— START OF Records for processing —

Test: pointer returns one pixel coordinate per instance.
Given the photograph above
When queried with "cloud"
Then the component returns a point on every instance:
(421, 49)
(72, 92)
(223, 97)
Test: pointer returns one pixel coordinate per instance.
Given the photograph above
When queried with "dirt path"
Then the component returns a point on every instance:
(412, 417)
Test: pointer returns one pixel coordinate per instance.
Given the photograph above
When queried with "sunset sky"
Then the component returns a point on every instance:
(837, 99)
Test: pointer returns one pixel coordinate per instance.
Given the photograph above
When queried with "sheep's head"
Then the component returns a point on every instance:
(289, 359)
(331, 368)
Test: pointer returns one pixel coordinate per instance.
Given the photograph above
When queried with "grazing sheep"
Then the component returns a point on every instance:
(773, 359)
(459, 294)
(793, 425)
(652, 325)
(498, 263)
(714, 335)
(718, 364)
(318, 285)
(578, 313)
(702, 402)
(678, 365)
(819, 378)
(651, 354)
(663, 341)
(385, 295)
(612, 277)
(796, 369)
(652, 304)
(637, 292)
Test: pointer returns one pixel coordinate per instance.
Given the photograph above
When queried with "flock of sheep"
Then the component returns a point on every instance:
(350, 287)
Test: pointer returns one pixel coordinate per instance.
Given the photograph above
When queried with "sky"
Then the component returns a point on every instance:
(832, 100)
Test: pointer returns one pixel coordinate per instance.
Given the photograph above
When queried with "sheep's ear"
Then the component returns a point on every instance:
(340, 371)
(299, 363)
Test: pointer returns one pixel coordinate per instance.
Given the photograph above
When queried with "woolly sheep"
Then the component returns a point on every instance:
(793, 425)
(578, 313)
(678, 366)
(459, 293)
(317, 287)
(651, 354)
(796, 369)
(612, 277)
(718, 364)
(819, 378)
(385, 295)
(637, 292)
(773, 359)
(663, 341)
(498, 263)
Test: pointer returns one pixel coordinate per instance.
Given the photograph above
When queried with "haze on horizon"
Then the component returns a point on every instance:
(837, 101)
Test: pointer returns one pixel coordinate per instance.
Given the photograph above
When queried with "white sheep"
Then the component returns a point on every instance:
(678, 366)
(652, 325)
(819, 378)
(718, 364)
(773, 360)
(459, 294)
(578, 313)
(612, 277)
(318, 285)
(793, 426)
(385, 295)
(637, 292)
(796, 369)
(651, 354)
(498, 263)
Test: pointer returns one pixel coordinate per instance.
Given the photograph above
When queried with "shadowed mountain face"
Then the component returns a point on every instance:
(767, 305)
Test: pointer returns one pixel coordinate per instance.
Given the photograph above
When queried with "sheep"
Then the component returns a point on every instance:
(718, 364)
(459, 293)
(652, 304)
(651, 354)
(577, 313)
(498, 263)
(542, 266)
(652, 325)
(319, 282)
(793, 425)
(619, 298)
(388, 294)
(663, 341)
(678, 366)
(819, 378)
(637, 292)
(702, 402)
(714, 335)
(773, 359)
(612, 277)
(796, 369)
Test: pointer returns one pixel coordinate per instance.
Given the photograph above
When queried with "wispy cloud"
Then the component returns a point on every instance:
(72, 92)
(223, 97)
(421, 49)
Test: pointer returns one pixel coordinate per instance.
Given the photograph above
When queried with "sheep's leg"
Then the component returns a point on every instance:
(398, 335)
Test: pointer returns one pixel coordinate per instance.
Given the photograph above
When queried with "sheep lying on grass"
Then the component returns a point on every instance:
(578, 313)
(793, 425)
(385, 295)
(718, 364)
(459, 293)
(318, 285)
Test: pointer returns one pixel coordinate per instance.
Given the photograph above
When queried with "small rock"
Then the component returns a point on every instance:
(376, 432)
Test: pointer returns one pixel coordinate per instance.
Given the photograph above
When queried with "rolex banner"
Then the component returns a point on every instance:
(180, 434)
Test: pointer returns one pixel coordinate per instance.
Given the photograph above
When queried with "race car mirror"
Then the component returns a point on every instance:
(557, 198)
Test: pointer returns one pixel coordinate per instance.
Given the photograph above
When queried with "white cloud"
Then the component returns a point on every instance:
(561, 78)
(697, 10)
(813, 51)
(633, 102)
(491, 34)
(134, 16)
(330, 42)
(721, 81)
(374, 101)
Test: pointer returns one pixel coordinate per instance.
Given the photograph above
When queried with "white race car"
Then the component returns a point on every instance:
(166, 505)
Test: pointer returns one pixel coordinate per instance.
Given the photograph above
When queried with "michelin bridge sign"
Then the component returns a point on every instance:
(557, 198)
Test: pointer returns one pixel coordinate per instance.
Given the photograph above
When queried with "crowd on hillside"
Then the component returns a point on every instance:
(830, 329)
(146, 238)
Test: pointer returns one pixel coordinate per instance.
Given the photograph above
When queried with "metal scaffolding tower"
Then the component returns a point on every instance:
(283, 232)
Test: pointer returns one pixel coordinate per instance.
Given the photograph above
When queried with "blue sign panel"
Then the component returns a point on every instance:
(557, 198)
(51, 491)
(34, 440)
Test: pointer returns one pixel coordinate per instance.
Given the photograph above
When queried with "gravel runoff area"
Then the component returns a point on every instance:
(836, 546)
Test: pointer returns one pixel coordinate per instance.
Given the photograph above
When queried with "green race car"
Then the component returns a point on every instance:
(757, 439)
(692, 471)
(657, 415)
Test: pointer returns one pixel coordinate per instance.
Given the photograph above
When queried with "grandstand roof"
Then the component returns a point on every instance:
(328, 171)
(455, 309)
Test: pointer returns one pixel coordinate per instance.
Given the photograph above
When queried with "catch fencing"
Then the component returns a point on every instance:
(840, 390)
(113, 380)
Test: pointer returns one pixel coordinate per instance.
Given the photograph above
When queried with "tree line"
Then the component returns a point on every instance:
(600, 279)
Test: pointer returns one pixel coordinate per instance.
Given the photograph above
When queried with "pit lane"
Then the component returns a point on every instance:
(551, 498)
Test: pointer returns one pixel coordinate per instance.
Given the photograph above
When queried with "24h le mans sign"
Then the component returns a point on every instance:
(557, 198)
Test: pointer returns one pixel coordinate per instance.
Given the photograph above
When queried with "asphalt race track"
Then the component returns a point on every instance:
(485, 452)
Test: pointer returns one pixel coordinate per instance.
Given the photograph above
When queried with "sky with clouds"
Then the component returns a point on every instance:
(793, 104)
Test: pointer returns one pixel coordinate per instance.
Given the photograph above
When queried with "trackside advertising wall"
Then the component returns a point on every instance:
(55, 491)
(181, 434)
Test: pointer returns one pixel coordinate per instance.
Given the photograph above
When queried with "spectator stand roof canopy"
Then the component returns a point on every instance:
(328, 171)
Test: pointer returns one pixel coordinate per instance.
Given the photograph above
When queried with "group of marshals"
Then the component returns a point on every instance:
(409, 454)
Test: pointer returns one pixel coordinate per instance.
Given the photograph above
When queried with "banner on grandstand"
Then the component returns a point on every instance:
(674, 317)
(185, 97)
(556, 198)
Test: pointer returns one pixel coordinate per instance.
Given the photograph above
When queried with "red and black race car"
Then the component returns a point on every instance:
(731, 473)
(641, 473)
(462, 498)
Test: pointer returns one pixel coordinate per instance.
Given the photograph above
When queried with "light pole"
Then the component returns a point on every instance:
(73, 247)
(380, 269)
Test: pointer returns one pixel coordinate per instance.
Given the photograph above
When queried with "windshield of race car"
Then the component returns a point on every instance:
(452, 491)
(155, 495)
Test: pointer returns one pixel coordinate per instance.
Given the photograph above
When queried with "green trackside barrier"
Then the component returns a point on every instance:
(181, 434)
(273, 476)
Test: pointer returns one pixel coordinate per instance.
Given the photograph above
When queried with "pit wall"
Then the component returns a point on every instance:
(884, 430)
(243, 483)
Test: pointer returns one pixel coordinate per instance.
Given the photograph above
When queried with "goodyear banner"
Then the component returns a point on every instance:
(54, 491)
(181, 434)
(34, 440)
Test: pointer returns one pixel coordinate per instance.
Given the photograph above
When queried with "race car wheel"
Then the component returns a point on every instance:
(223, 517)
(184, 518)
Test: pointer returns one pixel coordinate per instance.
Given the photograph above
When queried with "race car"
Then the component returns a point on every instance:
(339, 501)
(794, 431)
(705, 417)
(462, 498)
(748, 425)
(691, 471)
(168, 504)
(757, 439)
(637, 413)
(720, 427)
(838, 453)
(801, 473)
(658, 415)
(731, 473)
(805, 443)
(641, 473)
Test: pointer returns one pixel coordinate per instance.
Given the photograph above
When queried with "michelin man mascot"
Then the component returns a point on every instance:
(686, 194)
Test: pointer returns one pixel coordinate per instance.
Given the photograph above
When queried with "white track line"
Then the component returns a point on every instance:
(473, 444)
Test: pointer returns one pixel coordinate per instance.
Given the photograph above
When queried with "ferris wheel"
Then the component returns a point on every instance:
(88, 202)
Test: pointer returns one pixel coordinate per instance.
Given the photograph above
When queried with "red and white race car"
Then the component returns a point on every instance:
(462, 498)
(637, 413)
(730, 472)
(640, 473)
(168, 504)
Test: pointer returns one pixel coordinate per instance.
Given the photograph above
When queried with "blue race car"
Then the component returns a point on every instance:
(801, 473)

— END OF Records for processing —

→ The request:
Extract every line of the data above that contains the string "banner", copying each line in full.

→ Result for this exercise:
When queried with "rolex banner"
When queried with "banner on grandstand"
When queried with "goodyear banner"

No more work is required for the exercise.